#### Exercise aim
Could you write out the records exactly as they are given?

#### Source data
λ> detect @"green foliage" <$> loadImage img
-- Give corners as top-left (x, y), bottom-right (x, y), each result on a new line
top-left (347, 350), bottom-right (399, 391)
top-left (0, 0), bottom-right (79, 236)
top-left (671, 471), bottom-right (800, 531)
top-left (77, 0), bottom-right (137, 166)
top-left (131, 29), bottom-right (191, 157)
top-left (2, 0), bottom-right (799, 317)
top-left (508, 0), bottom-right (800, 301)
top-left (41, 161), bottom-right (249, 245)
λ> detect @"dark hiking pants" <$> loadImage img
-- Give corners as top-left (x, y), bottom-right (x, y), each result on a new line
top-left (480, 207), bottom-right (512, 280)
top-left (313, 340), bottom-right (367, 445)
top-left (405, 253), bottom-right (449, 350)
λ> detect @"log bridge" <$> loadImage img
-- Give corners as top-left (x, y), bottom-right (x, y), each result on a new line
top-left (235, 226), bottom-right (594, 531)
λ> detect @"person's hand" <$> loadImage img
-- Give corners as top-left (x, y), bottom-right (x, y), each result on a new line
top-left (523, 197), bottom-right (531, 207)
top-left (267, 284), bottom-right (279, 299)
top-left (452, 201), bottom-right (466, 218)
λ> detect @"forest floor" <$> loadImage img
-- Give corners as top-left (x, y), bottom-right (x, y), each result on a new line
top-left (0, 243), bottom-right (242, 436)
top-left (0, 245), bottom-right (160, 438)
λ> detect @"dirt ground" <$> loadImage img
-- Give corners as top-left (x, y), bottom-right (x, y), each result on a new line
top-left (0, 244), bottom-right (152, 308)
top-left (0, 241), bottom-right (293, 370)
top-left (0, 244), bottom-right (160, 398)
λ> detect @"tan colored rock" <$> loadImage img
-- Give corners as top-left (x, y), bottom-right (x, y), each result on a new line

#### Written solution
λ> detect @"green foliage" <$> loadImage img
-- Give corners as top-left (x, y), bottom-right (x, y), each result on a new line
top-left (347, 350), bottom-right (399, 391)
top-left (0, 0), bottom-right (79, 236)
top-left (671, 471), bottom-right (800, 531)
top-left (77, 0), bottom-right (137, 166)
top-left (131, 29), bottom-right (191, 157)
top-left (2, 0), bottom-right (799, 317)
top-left (508, 0), bottom-right (800, 301)
top-left (41, 161), bottom-right (249, 245)
λ> detect @"dark hiking pants" <$> loadImage img
-- Give corners as top-left (x, y), bottom-right (x, y), each result on a new line
top-left (480, 207), bottom-right (512, 280)
top-left (313, 340), bottom-right (367, 445)
top-left (405, 253), bottom-right (449, 350)
λ> detect @"log bridge" <$> loadImage img
-- Give corners as top-left (x, y), bottom-right (x, y), each result on a new line
top-left (235, 226), bottom-right (594, 531)
λ> detect @"person's hand" <$> loadImage img
-- Give corners as top-left (x, y), bottom-right (x, y), each result on a new line
top-left (523, 197), bottom-right (531, 207)
top-left (267, 284), bottom-right (279, 299)
top-left (452, 201), bottom-right (466, 218)
λ> detect @"forest floor" <$> loadImage img
-- Give corners as top-left (x, y), bottom-right (x, y), each result on a new line
top-left (0, 243), bottom-right (242, 436)
top-left (0, 245), bottom-right (160, 438)
λ> detect @"dirt ground" <$> loadImage img
-- Give corners as top-left (x, y), bottom-right (x, y), each result on a new line
top-left (0, 244), bottom-right (152, 308)
top-left (0, 241), bottom-right (293, 370)
top-left (0, 244), bottom-right (160, 398)
λ> detect @"tan colored rock" <$> loadImage img
-- Give corners as top-left (x, y), bottom-right (x, y), each result on a new line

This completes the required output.